## À FAIRE
• 1. Résume en deux phrases le texte sur les BIP de Bitcoin.
• 2. Modifie le passage du texte sur les BIP qui commence par « Les BIP peuvent » et s'arrête après « dans les applications8. » : remplace « implémentations » par « versions logicielles », puis donne le passage modifié.

Les BIP peuvent être répartis en trois types : le BIP de suivi de standard (standards track BIP), qui concerne les changements qui affectent la plupart ou toutes les implémentations de Bitcoin ; le BIP informationnel (informational BIP), qui décrit un problème dans la conception de Bitcoin ou donne des directives générales ou des informations à la communauté de Bitcoin, mais ne propose pas de nouvelle fonctionnalité ; le BIP de procédure (process BIP), qui décrit une procédure ou un changement de procédure à adopter. Les BIP de suivi de standard sont les plus courants. Ils peuvent concerner différents aspects : les règles de consensus, le protocole de transmission (Peer Services), l’interface logicielle (API/RPC) ou les conventions utilisées dans les applications8.
8 Eric Lombrozo, BIP-123: BIP Classification, 26 août 2015 : https://github.com/bitcoin/bips/blob/master/bip-0123.mediawiki.
Avant d’être adopté, un BIP doit passer par de nombreuses étapes. D’abord, il est assigné à un ou plusieurs auteurs qui se chargent d’en rédiger une première version respectant le format défini et prenant en compte l’état de l’art correspondant. Puis, le BIP est partagé dans la communauté des développeurs de Bitcoin, généralement par l’intermédiaire de la liste de diffusion de développement (bitcoin-dev). Les discussions ont lieu sur cette mailing list. Ensuite, le BIP est officiellement proposé au système sous la forme d’une demande de modification du code (pull request) sur le dépôt GitHub, qui doit être approuvée par l’éditeur désigné par Bitcoin Core (Luke-Jr depuis 2016). Enfin, un numéro lui est assigné et il est intégré au dépôt sous la forme d’une ébauche. Il peut par la suite changer de statut au cours du temps, selon l’adoption de la communauté, l’objectif étant qu’il devienne définitif ou actif.

## ENTRÉES DE DONNÉES
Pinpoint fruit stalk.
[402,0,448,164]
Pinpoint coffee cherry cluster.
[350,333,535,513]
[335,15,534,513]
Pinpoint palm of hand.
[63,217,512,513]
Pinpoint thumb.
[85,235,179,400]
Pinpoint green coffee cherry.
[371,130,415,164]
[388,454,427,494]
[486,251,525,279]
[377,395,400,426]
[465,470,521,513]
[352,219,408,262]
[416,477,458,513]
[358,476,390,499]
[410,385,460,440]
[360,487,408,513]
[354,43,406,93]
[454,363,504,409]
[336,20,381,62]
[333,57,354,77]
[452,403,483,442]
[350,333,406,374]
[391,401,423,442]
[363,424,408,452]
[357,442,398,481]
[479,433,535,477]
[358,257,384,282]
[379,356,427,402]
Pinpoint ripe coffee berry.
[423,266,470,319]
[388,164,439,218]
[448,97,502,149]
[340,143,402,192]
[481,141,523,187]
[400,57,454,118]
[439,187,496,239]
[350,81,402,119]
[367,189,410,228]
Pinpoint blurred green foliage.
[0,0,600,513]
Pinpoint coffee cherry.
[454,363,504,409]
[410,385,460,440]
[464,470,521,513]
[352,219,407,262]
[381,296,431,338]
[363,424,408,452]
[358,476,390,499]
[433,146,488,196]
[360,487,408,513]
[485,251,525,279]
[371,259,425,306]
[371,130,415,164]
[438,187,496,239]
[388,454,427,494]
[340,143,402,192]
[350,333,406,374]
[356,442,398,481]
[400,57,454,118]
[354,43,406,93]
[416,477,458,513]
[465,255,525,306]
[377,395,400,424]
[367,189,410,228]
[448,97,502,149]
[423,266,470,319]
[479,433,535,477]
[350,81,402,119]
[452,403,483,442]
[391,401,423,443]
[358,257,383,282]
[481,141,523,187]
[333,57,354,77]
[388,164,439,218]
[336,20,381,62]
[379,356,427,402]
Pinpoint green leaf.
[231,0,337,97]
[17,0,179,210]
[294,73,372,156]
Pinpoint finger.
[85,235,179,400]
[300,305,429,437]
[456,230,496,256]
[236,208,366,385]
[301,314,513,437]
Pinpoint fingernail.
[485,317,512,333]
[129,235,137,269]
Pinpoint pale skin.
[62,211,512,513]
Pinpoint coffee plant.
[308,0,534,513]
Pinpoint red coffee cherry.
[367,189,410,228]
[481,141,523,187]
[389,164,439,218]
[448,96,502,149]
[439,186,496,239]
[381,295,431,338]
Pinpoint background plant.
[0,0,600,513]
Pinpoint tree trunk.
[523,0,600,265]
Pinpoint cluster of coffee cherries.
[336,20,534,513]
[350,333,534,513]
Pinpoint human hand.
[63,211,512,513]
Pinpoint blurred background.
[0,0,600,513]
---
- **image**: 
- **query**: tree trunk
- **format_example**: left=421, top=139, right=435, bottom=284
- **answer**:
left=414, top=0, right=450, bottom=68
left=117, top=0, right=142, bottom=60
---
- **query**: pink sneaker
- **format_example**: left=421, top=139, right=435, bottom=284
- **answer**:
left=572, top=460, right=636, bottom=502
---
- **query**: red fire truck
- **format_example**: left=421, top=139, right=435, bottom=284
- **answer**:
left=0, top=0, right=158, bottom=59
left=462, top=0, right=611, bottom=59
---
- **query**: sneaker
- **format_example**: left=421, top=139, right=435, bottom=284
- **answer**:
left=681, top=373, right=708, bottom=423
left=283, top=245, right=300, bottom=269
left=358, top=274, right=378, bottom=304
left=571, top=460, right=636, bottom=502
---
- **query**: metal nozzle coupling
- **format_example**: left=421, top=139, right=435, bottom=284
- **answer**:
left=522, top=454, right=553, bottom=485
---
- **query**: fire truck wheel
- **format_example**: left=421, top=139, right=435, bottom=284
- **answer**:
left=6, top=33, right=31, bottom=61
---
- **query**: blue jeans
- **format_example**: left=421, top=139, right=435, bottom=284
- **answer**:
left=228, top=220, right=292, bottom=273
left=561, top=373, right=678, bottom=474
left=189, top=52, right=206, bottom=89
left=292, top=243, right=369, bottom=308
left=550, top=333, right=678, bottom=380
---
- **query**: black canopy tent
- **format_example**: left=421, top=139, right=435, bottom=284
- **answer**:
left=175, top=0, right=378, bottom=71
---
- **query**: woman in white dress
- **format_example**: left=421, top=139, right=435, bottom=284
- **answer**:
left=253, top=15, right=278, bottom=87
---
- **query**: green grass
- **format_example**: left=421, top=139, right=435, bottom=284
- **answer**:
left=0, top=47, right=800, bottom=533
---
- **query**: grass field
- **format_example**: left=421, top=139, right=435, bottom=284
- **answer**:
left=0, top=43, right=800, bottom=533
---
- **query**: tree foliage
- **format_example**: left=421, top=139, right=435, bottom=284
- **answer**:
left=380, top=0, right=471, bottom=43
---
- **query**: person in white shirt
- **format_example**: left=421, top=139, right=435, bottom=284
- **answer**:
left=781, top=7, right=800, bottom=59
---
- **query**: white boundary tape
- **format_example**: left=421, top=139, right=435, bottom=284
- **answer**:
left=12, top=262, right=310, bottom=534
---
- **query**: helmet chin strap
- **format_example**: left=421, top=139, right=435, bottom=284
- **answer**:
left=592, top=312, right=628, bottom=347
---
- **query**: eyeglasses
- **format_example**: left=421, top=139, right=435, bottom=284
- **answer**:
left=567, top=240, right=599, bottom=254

## SOLUTIONS
• 1. Les BIP se répartissent en trois types, de suivi de standard, informationnel et de procédure, et ceux de suivi de standard sont les plus courants. Avant d'être adopté, un BIP est rédigé par un ou plusieurs auteurs, discuté sur la liste de diffusion bitcoin-dev et proposé sous forme de pull request sur GitHub, puis il reçoit un numéro et entre dans le dépôt comme ébauche.

• 2.
Les BIP peuvent être répartis en trois types : le BIP de suivi de standard (standards track BIP), qui concerne les changements qui affectent la plupart ou toutes les versions logicielles de Bitcoin ; le BIP informationnel (informational BIP), qui décrit un problème dans la conception de Bitcoin ou donne des directives générales ou des informations à la communauté de Bitcoin, mais ne propose pas de nouvelle fonctionnalité ; le BIP de procédure (process BIP), qui décrit une procédure ou un changement de procédure à adopter. Les BIP de suivi de standard sont les plus courants. Ils peuvent concerner différents aspects : les règles de consensus, le protocole de transmission (Peer Services), l’interface logicielle (API/RPC) ou les conventions utilisées dans les applications8.